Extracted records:
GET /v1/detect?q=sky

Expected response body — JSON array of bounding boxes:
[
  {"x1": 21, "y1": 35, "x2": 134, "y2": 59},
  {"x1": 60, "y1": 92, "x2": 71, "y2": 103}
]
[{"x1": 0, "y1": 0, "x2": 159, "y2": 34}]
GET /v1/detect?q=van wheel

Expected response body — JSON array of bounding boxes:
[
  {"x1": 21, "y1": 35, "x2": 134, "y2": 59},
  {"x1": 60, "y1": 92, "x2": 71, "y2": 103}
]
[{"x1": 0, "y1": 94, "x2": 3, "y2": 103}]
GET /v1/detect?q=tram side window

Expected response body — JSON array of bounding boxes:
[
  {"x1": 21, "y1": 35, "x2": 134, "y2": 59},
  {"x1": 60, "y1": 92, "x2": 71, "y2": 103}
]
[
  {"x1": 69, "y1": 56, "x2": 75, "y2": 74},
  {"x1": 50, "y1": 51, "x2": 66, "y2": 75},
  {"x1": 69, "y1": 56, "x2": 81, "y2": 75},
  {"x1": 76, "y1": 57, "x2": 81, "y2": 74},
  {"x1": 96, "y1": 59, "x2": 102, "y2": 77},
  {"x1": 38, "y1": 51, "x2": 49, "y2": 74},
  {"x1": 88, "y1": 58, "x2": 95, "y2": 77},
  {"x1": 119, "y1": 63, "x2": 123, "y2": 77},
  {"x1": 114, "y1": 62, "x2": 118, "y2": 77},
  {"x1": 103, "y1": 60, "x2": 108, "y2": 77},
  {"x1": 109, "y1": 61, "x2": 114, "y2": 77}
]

### ABOUT THIS TASK
Would you restate the records word for word?

### OUTPUT OF THE TASK
GET /v1/detect?q=sky

Expected response body — JSON array of bounding boxes:
[
  {"x1": 21, "y1": 35, "x2": 134, "y2": 59},
  {"x1": 60, "y1": 92, "x2": 71, "y2": 103}
]
[{"x1": 0, "y1": 0, "x2": 159, "y2": 34}]
GET /v1/detect?q=van wheel

Expected response body — JSON array of bounding boxes:
[
  {"x1": 21, "y1": 35, "x2": 134, "y2": 59},
  {"x1": 60, "y1": 92, "x2": 71, "y2": 103}
]
[{"x1": 0, "y1": 94, "x2": 3, "y2": 103}]
GET /v1/detect?q=tram side window

Expected response body — JSON array of bounding boxes:
[
  {"x1": 21, "y1": 35, "x2": 134, "y2": 59},
  {"x1": 60, "y1": 92, "x2": 71, "y2": 103}
]
[
  {"x1": 69, "y1": 56, "x2": 75, "y2": 74},
  {"x1": 50, "y1": 51, "x2": 66, "y2": 75},
  {"x1": 69, "y1": 56, "x2": 81, "y2": 75},
  {"x1": 76, "y1": 57, "x2": 81, "y2": 74},
  {"x1": 96, "y1": 59, "x2": 102, "y2": 77},
  {"x1": 38, "y1": 51, "x2": 49, "y2": 74},
  {"x1": 88, "y1": 58, "x2": 95, "y2": 77},
  {"x1": 119, "y1": 63, "x2": 123, "y2": 77},
  {"x1": 114, "y1": 62, "x2": 118, "y2": 77},
  {"x1": 103, "y1": 60, "x2": 108, "y2": 77},
  {"x1": 109, "y1": 61, "x2": 114, "y2": 77}
]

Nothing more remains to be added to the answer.